The Garn–St Germain Depository Institutions Act of 1982 (, , enacted October 15, 1982) is an Act of Congress that deregulated savings and loan associations and allowed banks to provide adjustable-rate mortgage loans. It is disputed whether the act was a mitigating or contributing factor in the savings and loan crisis of the late 1980s.

The bill, whose full title was "An Act to revitalize the housing industry by strengthening the financial stability of home mortgage lending institutions and ensuring the availability of home mortgage loans," was a Reagan Administration initiative.

The bill is named after its sponsors, Congressman Fernand St. Germain, Democrat of Rhode Island, and Senator Jake Garn, Republican of Utah.  The bill had broad support in Congress, with co-sponsors including Charles Schumer and Steny Hoyer. The bill passed overwhelmingly, by a margin of 272–91 in the House.

An important consumer change was to allow anyone to place real estate, consisting of one to four dwelling units, into their own trust without triggering the due-on-sale clause. The due-on-sale clause allows lenders to foreclose on a current loan upon transfer to another.  This greatly facilitates the use of trusts to pass property to heirs and minors.  It may also protect the property of wealthy or risky owners against the possibility of future lawsuits or creditors, because the trust owns the property, not the individuals at risk. The bill states "... a lender may not exercise its option pursuant to a due-on-sale clause upon ... a transfer into an inter vivos trust in which the borrower is and remains a beneficiary and which does not relate to a transfer of rights of occupancy in the property[.]" (The Garn St. Germain Depository Institutions Act of 1982, (U.S.C.) 1701j-3(d)(8).)

Title VIII of the act, Alternative Mortgage Transactions, allowed banks to provide adjustable-rate mortgage loans.

DATASET EXCERPTS:
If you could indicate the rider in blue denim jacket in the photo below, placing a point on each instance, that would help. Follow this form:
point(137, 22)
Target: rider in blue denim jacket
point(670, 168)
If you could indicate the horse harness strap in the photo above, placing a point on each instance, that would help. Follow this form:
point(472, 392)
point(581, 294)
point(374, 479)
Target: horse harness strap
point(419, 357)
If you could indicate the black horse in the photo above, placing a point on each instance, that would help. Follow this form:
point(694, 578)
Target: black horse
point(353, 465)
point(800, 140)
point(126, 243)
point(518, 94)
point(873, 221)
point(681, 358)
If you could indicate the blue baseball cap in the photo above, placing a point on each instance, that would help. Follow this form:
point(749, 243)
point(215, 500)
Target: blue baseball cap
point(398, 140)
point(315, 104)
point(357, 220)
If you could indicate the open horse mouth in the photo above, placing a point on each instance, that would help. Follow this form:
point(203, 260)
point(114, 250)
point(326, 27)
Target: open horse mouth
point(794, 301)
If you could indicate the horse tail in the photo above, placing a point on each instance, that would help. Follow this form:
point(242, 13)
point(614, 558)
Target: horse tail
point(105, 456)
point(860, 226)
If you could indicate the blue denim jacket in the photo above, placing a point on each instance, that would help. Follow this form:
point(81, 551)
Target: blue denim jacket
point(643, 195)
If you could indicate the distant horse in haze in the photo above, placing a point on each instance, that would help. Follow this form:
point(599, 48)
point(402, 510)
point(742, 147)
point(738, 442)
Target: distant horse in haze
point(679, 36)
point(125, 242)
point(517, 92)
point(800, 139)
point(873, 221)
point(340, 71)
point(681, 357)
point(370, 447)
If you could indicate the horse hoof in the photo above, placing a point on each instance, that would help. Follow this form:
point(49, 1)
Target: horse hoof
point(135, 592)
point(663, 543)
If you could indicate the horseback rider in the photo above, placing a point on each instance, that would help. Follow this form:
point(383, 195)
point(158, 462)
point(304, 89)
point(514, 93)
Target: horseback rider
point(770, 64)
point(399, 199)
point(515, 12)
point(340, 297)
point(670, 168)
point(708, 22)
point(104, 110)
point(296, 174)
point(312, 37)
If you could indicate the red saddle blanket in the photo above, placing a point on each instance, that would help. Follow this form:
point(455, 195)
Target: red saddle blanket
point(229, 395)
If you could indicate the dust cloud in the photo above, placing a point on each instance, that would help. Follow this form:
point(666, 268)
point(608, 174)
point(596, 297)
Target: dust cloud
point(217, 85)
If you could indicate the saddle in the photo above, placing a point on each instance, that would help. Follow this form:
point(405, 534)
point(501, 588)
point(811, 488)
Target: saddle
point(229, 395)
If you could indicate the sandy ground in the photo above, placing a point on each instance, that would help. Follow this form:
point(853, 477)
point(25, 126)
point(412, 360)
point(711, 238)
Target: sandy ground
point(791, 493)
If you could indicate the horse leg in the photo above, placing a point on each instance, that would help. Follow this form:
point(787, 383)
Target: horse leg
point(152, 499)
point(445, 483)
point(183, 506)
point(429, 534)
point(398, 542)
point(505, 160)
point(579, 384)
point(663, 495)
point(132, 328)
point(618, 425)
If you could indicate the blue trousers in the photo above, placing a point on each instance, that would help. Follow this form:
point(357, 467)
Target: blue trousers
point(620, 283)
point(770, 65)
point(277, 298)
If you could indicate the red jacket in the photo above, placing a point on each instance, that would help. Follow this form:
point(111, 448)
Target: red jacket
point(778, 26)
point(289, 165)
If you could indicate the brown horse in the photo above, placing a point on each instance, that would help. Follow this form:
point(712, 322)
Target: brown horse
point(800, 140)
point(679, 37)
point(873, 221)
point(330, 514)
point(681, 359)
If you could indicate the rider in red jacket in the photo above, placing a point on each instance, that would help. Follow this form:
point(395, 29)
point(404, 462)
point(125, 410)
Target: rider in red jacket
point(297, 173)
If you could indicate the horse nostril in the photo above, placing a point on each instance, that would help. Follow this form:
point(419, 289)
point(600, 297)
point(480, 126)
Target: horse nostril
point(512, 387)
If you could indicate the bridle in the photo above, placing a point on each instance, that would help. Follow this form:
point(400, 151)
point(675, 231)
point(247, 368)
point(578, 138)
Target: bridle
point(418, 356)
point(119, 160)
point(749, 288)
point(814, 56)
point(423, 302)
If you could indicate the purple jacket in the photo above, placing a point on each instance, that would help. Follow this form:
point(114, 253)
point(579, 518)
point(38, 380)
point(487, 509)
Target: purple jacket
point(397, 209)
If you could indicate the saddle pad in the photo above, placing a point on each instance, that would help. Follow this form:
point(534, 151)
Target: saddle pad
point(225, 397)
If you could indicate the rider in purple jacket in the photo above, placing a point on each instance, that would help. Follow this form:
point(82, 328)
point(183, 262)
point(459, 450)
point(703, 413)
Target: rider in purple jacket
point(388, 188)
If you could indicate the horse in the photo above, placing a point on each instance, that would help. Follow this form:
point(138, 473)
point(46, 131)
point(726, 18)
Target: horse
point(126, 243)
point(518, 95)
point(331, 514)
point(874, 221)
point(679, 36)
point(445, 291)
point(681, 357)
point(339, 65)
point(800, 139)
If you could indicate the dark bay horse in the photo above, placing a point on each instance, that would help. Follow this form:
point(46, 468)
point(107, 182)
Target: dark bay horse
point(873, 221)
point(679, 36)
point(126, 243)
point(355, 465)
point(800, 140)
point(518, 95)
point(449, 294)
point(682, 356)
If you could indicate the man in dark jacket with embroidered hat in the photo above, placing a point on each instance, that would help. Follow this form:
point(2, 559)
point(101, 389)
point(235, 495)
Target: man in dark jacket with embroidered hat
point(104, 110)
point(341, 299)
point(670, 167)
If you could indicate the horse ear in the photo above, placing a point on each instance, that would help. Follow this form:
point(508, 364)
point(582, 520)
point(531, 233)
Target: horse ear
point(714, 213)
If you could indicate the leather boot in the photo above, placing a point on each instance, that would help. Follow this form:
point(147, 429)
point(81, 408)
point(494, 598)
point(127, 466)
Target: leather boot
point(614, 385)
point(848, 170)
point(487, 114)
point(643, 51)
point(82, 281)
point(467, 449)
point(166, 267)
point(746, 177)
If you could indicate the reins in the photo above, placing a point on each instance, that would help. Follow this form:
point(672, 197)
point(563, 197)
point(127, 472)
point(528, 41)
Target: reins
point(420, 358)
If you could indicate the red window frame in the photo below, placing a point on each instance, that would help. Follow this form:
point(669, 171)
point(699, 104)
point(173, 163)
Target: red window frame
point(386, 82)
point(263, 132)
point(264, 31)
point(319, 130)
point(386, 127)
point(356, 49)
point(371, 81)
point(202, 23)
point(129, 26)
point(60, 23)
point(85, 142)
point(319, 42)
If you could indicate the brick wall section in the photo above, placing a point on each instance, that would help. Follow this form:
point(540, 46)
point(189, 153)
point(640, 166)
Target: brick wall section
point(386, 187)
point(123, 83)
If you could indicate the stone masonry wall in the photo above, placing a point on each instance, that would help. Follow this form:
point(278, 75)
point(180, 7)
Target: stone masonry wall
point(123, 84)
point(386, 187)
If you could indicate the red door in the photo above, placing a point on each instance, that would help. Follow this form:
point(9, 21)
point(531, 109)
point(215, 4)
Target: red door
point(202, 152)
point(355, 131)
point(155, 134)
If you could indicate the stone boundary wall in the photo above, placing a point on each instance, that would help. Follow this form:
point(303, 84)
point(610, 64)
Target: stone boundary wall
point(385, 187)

REQUIRED ACTIONS:
[1] Using the text on the Garn–St Germain Act, explain in one to three sentences why placing property into a trust may protect wealthy or risky owners against future lawsuits or creditors.
[2] From the text on the Garn–St Germain Act, extract everything from "The bill, whose" down to "Reagan Administration initiative.".

SOLVED TASKS:
[1] Once the property is in the trust, the trust owns it, not the individuals at risk. That separation may keep the property beyond the reach of future lawsuits or creditors aimed at those owners.

[2]
The bill, whose full title was "An Act to revitalize the housing industry by strengthening the financial stability of home mortgage lending institutions and ensuring the availability of home mortgage loans," was a Reagan Administration initiative.